** AVAILABLE RECORDS follows **
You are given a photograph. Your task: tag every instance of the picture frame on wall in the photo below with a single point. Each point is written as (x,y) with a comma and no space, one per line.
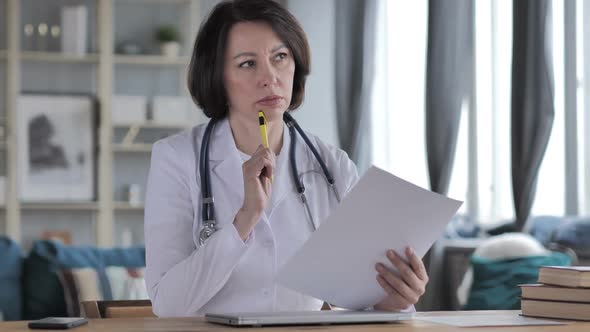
(57,154)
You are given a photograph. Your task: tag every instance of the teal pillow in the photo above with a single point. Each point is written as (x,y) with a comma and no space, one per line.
(11,263)
(495,282)
(43,292)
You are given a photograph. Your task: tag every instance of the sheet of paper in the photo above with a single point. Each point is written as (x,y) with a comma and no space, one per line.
(469,320)
(337,263)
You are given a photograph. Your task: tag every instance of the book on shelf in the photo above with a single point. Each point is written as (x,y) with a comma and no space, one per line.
** End of AVAILABLE RECORDS **
THE PROBLEM:
Copy out every entry above exactly. Leave the pictures out.

THE ANSWER:
You are given a photograph. Your task: tag every instance of the picture frame on wall in the photo below with a single point. Each point is written as (x,y) with a comma and no space, one per line.
(57,154)
You are given a photograph. Your task: tag every instance of the teal pillow in the photo above with a single point. Each point is written as (x,y) with a comma and no space, one per line.
(11,263)
(495,282)
(43,292)
You are given a photograph. Your task: tag every instance of the sheet of paper in the photo above with a single point. Each point is written as (x,y) with a comma and no space, one per line.
(469,320)
(337,263)
You are given a photograph. Your task: tag every instance of the book on shelf in the photo above with a single point. Each point is written as (x,y) with a comma and no space, one per line.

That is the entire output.